*Job:*
Please rewrite the source data below, swapping every "marker" for "point" and changing nothing else. Leave the pictures out.

[Source data]
★ ★ ★
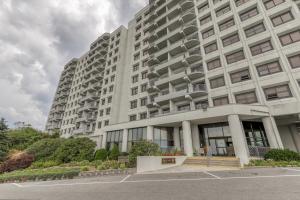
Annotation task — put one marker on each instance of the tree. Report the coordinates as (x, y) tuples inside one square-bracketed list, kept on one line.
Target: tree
[(77, 149), (4, 146), (142, 148), (3, 125)]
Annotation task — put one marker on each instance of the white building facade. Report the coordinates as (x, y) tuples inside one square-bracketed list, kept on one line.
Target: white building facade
[(216, 75)]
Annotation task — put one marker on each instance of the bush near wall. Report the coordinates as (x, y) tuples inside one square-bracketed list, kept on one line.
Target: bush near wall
[(18, 160), (44, 174), (282, 155)]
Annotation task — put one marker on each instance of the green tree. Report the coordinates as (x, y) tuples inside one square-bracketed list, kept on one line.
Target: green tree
[(114, 154), (44, 149), (4, 146), (143, 148), (77, 149), (20, 139), (3, 125)]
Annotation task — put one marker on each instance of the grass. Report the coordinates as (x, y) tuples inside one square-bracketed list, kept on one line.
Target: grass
[(272, 163), (39, 174)]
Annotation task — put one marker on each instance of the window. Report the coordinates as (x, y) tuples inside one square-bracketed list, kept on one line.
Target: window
[(277, 92), (240, 76), (246, 98), (290, 38), (255, 30), (135, 79), (217, 82), (205, 20), (227, 24), (295, 61), (208, 33), (231, 40), (223, 10), (214, 64), (261, 48), (221, 101), (133, 104), (235, 57), (184, 107), (144, 87), (283, 18), (269, 68), (144, 75), (143, 115), (132, 118), (240, 2), (272, 3), (144, 101), (248, 14), (211, 48), (114, 138), (134, 91), (203, 8), (135, 135)]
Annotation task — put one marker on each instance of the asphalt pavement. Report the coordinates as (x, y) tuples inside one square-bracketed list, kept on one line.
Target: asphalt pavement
[(246, 184)]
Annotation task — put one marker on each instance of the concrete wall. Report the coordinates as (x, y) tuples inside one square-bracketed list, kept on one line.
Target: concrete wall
[(152, 163)]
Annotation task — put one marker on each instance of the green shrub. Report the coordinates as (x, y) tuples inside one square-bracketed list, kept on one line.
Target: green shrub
[(44, 164), (101, 154), (109, 164), (142, 148), (18, 160), (75, 149), (282, 155), (40, 174), (20, 139), (45, 148), (114, 153)]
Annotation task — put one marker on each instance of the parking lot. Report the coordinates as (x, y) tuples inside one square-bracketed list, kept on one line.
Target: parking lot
[(262, 184)]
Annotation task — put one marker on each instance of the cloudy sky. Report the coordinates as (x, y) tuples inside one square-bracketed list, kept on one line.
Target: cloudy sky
[(38, 37)]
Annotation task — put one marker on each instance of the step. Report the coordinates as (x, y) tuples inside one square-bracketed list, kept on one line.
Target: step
[(213, 161)]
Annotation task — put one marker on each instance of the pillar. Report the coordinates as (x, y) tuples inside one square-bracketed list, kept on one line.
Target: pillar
[(187, 138), (150, 133), (125, 140), (177, 138), (272, 132), (238, 138)]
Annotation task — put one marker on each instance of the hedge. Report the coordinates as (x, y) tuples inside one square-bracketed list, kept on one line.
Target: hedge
[(43, 174)]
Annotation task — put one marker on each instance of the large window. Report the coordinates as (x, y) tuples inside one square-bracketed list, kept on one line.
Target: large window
[(290, 38), (164, 138), (114, 138), (135, 135), (278, 92), (269, 68)]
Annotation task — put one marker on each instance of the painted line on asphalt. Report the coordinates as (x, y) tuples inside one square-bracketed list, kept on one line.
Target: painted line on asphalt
[(16, 184), (124, 179), (155, 180), (295, 170), (208, 173)]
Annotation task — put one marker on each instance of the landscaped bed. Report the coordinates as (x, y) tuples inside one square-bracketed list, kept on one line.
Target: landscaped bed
[(39, 174)]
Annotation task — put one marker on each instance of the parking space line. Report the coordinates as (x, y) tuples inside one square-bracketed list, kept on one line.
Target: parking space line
[(208, 173), (124, 179)]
★ ★ ★
*Complete output:*
Annotation task — put one point on each instance of the tree. Report the coordinates as (x, y) tuples inside one square-bracketed list, kept on one line.
Target: tree
[(77, 149), (4, 146), (142, 148), (3, 125)]
Annotation task — put one point on each instance of the white building facade. Report the coordinates as (x, y) tuples inside one square-bracketed list, kept on one line.
Target: white building facade
[(216, 75)]
Annotation task — put one point on each instance of the bush near wall. Report the coordinates as (x, y) tuples inside one square-bracketed list, kept on one line.
Target: bush near wall
[(18, 160), (44, 174), (282, 155)]
Annotation task — put one point on each instance of the green tree. Report the coordinates as (x, y) tuples inside one square-bracketed list, kept on one line.
Target: green tree
[(114, 154), (44, 149), (4, 146), (143, 148), (77, 149), (20, 139), (3, 125)]
Annotation task — put one point on each instance of the grass. Report the coordinates as (x, y) tuples inside one square-bracketed list, kept on one line.
Target: grass
[(272, 163), (39, 174)]
Annotation task — put one point on each instance of the window. Report the coordinates as (x, y) tuples inside one square-bracketed list, kept on one line.
Target: window
[(277, 92), (240, 76), (246, 98), (290, 38), (255, 30), (135, 79), (217, 82), (205, 20), (227, 24), (295, 61), (208, 33), (231, 40), (223, 10), (214, 64), (261, 48), (221, 101), (133, 104), (235, 57), (184, 107), (144, 87), (283, 18), (269, 68), (144, 75), (143, 115), (132, 118), (240, 2), (272, 3), (144, 101), (248, 14), (211, 48), (114, 138), (134, 91), (203, 8), (135, 135)]
Annotation task — put one point on each instance of the asphalt pavement. Report the coordinates as (x, y) tuples inside one square-bracketed list, kept on one line.
Target: asphalt pavement
[(246, 184)]
Annotation task — put one point on each instance of the concrete wall. Report the coordinates as (x, y) tuples inside one square-bracketed list, kept on one line.
Target: concrete wall
[(152, 163)]
Annotation task — put one point on each instance of the green shrub. Report the coordinates as (x, y) tuples inside one square-bracketed list, kept on one line.
Target: green shrub
[(44, 164), (101, 154), (109, 164), (142, 148), (18, 160), (75, 149), (282, 155), (40, 174), (20, 139), (45, 148), (114, 153)]
Annotation task — put one point on each instance of the parking lot. Report the coordinates as (x, y) tuples inside one square-bracketed list, kept on one line.
Target: parking lot
[(262, 184)]
Annotation task — put one point on each instance of the cloudy sky. Report the coordinates as (x, y) tuples inside one square-bracketed list, kept on one line.
Target: cloudy sky
[(38, 37)]
Annotation task — put one point on each instance of the step. Report the coordinates as (x, y) tuples inside one square-bracketed list, kept on one line.
Target: step
[(213, 161)]
Annotation task — put one point on each instance of the pillar. Report the coordinates as (x, y) tuples inside one square-bracketed list, kept on one line.
Target: pillar
[(187, 138), (150, 133), (125, 140), (177, 138), (272, 132), (238, 138)]
Annotation task — put one point on each instance of the hedge. Report the coordinates as (x, y) tuples inside one square-bracketed list, kept on one line.
Target: hedge
[(43, 174)]
Annotation task — put one point on each instance of the large window. Report the coordinates as (x, y) tuples inside one square-bracketed list, kept on one line.
Target: large window
[(290, 38), (164, 138), (114, 138), (135, 135), (278, 92), (269, 68)]
Annotation task — put one point on each instance of the painted line on asphalt. Report the coordinates as (x, y) tuples inside one square-bracketed list, kept on one line.
Target: painted line on asphalt
[(16, 184), (124, 179), (155, 180), (295, 170), (208, 173)]
Annotation task — put one point on each instance of the landscaped bed. Report the coordinates as (x, y) tuples inside one square-bracketed list, kept on one line.
Target: landscaped bed
[(39, 174)]
Annotation task — put one point on each instance of the parking space line. Report the coordinates as (x, y) tuples inside one square-bracketed list, kept on one line.
Target: parking space line
[(208, 173), (124, 179)]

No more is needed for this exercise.